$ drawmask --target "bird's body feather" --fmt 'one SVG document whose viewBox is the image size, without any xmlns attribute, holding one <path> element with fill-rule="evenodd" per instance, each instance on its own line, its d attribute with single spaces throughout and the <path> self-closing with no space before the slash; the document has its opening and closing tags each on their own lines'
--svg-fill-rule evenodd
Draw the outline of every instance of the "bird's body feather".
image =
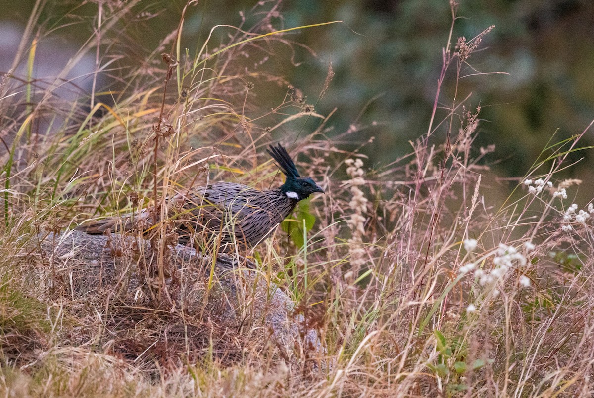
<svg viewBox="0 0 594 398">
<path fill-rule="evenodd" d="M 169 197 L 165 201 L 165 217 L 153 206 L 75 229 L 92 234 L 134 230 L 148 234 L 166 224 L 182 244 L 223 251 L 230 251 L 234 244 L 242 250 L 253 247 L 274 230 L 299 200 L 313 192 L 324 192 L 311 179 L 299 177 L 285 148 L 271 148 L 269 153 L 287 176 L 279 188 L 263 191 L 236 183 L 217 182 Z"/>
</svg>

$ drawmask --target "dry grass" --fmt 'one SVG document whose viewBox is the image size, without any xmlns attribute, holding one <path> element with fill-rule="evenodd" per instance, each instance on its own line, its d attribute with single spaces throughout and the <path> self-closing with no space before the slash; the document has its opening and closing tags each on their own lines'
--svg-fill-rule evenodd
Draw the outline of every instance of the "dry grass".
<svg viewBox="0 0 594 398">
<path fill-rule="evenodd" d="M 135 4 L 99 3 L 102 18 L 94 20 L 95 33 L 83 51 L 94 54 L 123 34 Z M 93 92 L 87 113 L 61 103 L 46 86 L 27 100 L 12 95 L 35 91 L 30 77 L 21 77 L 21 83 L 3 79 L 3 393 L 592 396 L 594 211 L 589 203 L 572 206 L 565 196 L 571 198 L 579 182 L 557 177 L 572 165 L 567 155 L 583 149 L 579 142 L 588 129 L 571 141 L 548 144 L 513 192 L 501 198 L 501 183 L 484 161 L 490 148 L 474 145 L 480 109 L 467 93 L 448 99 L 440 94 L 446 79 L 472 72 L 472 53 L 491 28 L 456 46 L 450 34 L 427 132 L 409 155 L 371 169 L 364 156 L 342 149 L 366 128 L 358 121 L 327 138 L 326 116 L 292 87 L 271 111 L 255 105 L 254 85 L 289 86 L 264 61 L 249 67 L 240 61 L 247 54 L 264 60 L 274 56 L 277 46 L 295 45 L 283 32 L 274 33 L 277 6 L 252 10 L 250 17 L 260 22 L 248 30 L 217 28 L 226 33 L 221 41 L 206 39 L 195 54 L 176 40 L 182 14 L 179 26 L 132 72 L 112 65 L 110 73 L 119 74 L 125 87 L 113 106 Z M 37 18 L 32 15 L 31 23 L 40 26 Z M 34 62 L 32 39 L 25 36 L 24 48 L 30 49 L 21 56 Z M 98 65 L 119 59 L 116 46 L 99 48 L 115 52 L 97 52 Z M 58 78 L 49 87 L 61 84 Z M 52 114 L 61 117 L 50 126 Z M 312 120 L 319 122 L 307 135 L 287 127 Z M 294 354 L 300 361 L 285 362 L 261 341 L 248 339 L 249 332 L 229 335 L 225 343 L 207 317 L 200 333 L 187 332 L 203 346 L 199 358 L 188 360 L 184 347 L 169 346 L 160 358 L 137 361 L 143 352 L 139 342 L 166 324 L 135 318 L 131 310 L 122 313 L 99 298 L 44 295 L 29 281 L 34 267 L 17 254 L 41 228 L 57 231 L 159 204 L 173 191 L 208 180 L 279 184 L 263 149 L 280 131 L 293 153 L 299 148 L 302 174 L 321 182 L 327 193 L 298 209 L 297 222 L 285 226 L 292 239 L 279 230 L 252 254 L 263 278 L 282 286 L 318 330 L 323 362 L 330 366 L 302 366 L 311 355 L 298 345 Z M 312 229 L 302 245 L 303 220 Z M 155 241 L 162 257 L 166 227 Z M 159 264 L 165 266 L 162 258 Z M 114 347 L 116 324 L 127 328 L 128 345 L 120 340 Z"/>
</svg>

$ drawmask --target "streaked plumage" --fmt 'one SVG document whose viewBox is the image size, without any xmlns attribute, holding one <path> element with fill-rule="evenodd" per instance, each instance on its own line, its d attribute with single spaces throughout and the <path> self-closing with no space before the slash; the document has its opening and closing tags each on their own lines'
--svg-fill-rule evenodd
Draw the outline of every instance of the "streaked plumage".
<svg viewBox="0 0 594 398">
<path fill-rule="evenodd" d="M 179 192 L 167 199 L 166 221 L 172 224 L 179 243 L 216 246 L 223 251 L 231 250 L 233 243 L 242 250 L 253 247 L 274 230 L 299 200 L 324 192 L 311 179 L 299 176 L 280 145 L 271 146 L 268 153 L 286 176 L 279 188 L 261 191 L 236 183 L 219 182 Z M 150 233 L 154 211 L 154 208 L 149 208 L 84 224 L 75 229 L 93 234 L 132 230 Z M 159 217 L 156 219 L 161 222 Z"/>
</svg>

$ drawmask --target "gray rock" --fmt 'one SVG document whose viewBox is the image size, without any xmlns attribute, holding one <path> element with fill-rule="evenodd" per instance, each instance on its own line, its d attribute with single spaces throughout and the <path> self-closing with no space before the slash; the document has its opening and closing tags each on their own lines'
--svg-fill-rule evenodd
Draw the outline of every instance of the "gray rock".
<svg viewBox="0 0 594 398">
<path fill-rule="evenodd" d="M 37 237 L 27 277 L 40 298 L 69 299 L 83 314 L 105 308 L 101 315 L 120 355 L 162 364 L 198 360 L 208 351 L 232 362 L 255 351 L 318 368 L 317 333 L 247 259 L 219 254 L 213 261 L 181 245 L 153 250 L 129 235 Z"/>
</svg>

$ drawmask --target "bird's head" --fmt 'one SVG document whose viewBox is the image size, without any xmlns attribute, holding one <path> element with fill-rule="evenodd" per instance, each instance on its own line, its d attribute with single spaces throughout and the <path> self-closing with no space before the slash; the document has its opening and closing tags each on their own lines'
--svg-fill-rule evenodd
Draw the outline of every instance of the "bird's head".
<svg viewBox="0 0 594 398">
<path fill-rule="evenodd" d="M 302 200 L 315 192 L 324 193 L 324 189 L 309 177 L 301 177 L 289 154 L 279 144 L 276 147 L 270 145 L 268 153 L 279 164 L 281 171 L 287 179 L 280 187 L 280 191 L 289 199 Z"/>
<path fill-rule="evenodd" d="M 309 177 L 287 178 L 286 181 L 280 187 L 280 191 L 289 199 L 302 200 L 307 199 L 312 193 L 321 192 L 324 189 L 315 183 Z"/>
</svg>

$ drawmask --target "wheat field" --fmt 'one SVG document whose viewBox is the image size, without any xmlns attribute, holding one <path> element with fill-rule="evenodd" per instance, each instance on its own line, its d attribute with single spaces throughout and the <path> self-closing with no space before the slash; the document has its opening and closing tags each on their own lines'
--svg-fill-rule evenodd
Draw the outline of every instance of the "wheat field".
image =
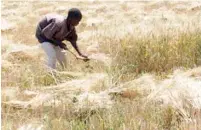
....
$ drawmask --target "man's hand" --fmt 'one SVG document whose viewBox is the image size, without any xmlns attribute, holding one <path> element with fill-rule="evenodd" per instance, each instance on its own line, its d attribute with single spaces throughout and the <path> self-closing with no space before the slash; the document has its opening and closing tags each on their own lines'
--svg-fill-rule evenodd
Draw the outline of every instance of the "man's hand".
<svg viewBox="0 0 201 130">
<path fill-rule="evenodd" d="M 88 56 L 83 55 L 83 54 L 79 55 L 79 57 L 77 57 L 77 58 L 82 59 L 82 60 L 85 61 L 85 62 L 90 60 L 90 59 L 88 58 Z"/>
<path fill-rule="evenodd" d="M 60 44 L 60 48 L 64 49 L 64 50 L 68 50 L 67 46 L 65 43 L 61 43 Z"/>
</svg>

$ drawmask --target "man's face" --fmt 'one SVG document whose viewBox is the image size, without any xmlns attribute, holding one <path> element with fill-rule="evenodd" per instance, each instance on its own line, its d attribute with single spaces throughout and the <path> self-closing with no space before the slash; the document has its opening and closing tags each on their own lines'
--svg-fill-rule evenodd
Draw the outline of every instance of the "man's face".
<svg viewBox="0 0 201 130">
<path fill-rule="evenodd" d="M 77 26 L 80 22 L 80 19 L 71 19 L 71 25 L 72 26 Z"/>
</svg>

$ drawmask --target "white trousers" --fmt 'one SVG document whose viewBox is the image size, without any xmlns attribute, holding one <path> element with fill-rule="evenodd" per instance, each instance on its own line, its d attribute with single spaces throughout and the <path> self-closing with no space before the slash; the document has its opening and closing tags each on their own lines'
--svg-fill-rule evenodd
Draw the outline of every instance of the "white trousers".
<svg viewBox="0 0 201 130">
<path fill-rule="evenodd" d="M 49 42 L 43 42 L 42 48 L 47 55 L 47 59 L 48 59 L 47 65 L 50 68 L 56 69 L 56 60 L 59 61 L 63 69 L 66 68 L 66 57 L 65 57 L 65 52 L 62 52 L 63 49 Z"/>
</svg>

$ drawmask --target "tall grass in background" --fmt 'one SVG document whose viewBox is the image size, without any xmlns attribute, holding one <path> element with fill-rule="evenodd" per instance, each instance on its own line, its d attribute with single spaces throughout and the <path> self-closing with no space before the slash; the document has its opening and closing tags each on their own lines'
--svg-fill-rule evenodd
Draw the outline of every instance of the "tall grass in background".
....
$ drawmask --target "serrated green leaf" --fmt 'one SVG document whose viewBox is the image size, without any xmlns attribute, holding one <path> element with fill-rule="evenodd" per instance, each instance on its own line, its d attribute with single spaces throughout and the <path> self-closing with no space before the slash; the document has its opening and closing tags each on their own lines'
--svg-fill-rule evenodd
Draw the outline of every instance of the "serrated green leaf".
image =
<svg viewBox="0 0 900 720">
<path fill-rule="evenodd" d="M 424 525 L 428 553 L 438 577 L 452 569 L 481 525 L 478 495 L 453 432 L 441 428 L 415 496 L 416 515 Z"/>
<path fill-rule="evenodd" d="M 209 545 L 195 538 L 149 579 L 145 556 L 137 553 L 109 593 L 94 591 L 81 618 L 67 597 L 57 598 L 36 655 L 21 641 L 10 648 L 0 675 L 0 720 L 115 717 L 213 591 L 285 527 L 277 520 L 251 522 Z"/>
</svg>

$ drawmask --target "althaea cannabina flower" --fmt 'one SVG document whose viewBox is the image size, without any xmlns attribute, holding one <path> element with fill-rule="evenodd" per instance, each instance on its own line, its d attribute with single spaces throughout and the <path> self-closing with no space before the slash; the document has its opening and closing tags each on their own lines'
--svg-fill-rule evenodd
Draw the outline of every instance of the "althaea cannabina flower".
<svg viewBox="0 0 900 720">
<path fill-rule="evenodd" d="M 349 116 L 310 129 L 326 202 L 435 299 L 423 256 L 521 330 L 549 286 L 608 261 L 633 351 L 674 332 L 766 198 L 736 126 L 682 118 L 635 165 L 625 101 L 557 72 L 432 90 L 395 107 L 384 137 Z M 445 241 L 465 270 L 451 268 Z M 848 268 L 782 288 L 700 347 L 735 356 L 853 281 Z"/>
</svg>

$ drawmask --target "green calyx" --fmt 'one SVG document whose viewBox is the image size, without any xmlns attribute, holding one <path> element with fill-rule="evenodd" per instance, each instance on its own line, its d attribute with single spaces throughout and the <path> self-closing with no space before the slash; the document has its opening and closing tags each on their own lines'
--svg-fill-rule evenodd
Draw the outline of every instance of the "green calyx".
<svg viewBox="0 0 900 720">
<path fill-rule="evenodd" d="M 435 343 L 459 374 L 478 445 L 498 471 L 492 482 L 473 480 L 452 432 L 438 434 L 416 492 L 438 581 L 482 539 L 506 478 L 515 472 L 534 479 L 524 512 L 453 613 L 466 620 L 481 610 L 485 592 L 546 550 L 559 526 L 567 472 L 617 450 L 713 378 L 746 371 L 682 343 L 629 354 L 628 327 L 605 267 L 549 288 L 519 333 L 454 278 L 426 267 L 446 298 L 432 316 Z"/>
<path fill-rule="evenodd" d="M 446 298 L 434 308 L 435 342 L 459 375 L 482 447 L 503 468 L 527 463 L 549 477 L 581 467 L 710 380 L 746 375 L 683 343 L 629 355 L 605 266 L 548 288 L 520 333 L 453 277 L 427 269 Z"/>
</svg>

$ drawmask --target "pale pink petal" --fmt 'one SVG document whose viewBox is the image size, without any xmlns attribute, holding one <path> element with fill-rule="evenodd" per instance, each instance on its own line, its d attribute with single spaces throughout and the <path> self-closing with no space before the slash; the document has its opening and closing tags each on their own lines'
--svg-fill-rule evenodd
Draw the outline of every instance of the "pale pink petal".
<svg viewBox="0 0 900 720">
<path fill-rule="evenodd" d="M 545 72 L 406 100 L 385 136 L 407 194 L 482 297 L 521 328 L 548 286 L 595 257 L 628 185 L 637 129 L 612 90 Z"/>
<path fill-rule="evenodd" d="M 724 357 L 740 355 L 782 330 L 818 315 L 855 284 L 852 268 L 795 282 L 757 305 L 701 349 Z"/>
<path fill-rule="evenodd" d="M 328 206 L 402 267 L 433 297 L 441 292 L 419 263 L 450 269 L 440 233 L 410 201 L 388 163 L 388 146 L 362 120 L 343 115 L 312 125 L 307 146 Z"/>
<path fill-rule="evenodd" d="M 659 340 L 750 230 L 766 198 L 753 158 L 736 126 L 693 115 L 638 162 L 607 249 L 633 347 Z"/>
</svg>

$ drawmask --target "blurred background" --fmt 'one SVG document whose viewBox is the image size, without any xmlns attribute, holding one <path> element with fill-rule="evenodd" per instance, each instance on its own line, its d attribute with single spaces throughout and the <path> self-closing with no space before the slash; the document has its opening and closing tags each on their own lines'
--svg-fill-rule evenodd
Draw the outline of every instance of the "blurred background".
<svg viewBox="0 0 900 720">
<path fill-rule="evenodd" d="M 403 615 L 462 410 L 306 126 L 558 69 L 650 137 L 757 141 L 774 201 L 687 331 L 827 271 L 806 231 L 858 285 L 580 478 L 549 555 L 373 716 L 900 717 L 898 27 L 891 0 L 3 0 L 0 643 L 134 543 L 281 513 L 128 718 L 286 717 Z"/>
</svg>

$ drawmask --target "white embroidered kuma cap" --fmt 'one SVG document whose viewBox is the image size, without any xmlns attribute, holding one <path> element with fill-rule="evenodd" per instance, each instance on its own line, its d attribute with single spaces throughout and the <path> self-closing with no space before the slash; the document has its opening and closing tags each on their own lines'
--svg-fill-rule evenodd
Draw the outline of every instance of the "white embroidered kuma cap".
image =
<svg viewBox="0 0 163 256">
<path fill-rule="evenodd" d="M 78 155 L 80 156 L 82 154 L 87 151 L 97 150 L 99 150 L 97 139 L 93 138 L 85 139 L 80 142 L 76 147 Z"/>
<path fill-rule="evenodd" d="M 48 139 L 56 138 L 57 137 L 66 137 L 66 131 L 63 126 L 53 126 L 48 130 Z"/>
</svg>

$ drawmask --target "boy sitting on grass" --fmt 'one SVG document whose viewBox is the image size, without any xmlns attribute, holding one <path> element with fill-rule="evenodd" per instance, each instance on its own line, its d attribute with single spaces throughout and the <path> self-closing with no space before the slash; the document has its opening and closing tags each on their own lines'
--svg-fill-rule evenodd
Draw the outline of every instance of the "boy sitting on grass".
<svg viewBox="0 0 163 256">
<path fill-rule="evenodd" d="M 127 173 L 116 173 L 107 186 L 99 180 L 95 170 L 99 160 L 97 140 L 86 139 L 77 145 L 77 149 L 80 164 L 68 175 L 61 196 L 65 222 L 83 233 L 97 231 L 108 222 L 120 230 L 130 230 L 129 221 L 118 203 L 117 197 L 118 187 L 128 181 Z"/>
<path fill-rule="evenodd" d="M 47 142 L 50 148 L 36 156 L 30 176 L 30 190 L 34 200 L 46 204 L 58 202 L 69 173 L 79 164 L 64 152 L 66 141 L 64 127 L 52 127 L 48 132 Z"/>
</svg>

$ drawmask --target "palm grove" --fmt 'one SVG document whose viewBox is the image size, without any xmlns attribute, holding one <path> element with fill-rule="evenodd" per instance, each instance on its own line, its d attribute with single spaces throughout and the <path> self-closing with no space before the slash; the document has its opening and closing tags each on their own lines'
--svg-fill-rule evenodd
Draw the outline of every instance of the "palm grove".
....
AIM OF THE EXERCISE
Pull out every line above that contains the word "petal" and copy each one.

SOLUTION TO THIS EXERCISE
$ drawmask --target "pale pink petal" --fmt 'one SVG document whose viewBox is the image size, without any xmlns attribute, holding one <path> element with fill-rule="evenodd" per instance, each instance on its own line, its d attribute with single spaces throughout and the <path> self-closing with no space before the slash; the document has its opening and closing tags each on their own lines'
Draw the outline of every instance of the "pale pink petal".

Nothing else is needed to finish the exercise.